Task instructions:
Continue the news report on the labor dispute between AT&T Park's concession workers and Centerplate, starting after its final sentence.
Text for analysis below:
Baseball season is in full swing, but AT&T Park’s concession employees might be soon walking off the job after negotiations fell apart last week.
Talks disintegrated Thursday between Local Union 2 Unite Here — which represents the park’s concession employees —and Centerplate, which has a food vending contract with AT&T Park.
Centerplate said the union walked out during negotiations and refuses to provide a counter offer, spokesperson Sam Singer told SFBay:
“Local Union 2 didn’t give us a reason; they marched away from the table. We want them to come to their senses and come back to the table.”
However, Nichit Hegde, a spokesperson for Local Union 2, said a counter-proposal was offered and they did not walk out on negotiations.
She said the union gave Centerplate language regarding job security and is waiting for them to respond to their proposal. Employees want to know that their jobs are secured if and when Centerplate is replaced or if they ever sell the business:
“What happened was that Union Local 2 waited two hours and when they (Centerplate) finally showed up they didn’t have anything of substance to say. They really upset our members when they referred to job security as obnoxious.”
As of May 13, 97 percent of union members voted to authorize a strike if negotiations were not successful. Hegde did not say how soon a strike might take place.
In the event workers strike, Singer said Centerplate has prepared for managers and staff from other Bay Area facilities to fill in and they will do their best to make sure the Giants fan experience is not disrupted.
End of Text for analysis.
Dataset extract below:
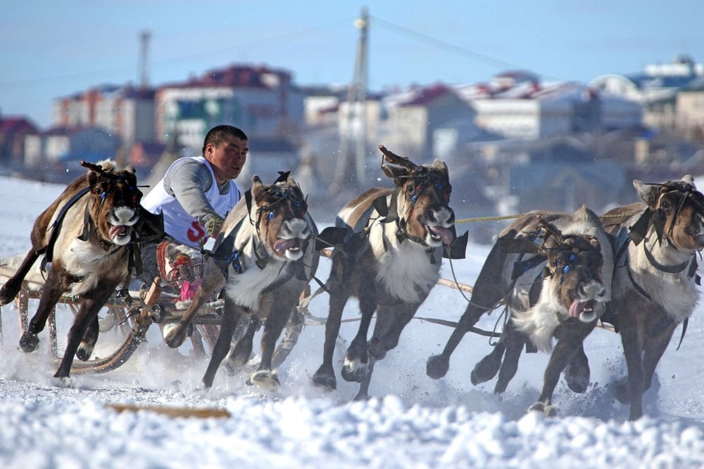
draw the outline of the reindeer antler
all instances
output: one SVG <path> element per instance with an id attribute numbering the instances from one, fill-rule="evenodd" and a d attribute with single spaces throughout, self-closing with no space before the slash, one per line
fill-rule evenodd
End of Dataset extract.
Exercise result:
Centerplate has continued to state that AT&T Park concession employees are the highest paid in the entire industry, earning $15 to $20 an hour with full medical benefits.
Hegde said their members love serving Giants fans, and some travel two hours to work for the healthcare benefits, but that the numbers are being taken out of context.
Since it is only a seasonal position, some employees are making $11,000 a year and living in public housing. Additionally, the cost of living in San Francisco is much higher than other areas in the industry:
“It’s a sad state of affairs if these workers are the highest-paid.”
Concession employees have been without a contract since 2010 and have been working on a year-to-year basis. They have not received a wage increase in the last three years.
The current contract proposed by Centerplate offers a 4.5 percent bonus to employees who worked more than 40 games in 2012, a 25 cent wage increase for this year and the next, a 9.2 percent increased contribution to union benefit plans and employer-paid healthcare for workers and their families.
Both parties have agreed to come to the table again in hopes of reaching agreement.